What you are asked to do:
Reprint every entry, character for character.

[Referring expression data]
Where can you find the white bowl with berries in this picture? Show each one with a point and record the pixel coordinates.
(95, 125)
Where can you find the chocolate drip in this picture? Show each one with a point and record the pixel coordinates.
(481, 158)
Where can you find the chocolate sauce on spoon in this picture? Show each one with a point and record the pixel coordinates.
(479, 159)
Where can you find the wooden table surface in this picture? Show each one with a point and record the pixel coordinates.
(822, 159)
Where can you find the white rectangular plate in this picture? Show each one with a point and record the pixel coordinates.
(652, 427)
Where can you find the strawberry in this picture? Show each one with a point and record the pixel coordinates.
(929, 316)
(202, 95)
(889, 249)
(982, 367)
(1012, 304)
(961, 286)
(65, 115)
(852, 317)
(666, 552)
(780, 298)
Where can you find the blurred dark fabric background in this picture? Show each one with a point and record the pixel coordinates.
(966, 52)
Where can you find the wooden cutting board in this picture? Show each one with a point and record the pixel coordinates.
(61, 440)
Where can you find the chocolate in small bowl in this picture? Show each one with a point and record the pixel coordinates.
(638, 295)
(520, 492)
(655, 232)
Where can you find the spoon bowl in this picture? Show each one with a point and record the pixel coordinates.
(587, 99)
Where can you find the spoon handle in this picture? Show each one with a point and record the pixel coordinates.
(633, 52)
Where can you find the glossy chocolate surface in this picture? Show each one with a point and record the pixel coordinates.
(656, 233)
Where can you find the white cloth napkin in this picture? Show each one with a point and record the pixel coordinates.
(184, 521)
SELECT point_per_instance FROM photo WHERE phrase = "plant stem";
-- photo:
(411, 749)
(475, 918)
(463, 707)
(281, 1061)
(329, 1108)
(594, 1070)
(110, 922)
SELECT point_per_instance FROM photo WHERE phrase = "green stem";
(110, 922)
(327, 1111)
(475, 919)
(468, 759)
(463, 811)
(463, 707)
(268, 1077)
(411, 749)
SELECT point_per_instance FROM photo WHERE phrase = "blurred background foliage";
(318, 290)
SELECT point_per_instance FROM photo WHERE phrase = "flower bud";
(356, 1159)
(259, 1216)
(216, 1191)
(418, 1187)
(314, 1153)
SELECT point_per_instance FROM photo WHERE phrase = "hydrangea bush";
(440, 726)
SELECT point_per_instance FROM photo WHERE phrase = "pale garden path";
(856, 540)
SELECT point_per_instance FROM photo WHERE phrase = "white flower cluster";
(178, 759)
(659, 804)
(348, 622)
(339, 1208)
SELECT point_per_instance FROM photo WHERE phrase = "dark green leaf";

Written reply:
Where can you find the white bowl with berries in this picture? Show each one with a point and record the pixel coordinates.
(95, 125)
Where can you find the chocolate drip in this picture? Show each one with a point and record the pixel coordinates.
(481, 158)
Where can you find the chocolate sauce on spoon in this picture? Show each one with a point and record the pixel coordinates.
(479, 159)
Where can you find the wooden table surface in this picture? Show each one with a point and record the pixel coordinates.
(822, 159)
Where can you find the white rectangular plate in this picture? Show each one with a point and record the pixel coordinates.
(652, 427)
Where can you find the strawberry in this picture? Show each one with a point and record the pixel coordinates.
(929, 316)
(202, 95)
(889, 249)
(982, 367)
(1012, 304)
(961, 286)
(65, 115)
(852, 317)
(666, 552)
(780, 298)
Where can you find the blurred dark fabric background in this picture? Show each one with a point and record the pixel coordinates.
(966, 52)
Where can you find the wooden cutting board in this picture? Show each one with a point and record the pixel coordinates.
(61, 440)
Where can you find the chocolate in small bowl in this picture? Show each one with a point and record the pixel coordinates.
(638, 295)
(520, 492)
(655, 232)
Where can you find the spoon bowl in this picture? Show each one with a point and record the pixel coordinates.
(587, 99)
Where can you find the spoon handle in this picture? Show each one with a point and record the pixel coordinates.
(633, 52)
Where can you find the glossy chocolate surface in this picture? Show each one with a point and record the pixel coordinates.
(656, 233)
Where can you find the white cloth napkin in this picture? Show each one with a point and record the pixel coordinates.
(184, 521)
SELECT point_per_instance FROM photo WHERE phrase = "plant stem";
-- photo:
(411, 749)
(475, 918)
(463, 707)
(281, 1061)
(329, 1108)
(594, 1070)
(110, 922)
SELECT point_per_instance FROM photo WHERE phrase = "green stem";
(110, 922)
(327, 1111)
(475, 919)
(468, 759)
(463, 811)
(463, 707)
(268, 1077)
(411, 749)
SELECT point_per_instance FROM photo WHERE phrase = "blurred background foliage";
(318, 290)
SELECT point_per_instance FROM photo WHERE phrase = "flower bud";
(356, 1159)
(259, 1216)
(216, 1191)
(418, 1187)
(314, 1153)
SELECT point_per_instance FROM photo WHERE phrase = "hydrangea bush";
(440, 726)
SELECT point_per_instance FROM photo WHERE phrase = "pale garden path";
(856, 540)
SELECT point_per_instance FROM photo WHERE phrase = "white flower cluster";
(178, 759)
(659, 804)
(348, 622)
(339, 1208)
SELECT point_per_instance FROM photo WHERE phrase = "dark green leaf";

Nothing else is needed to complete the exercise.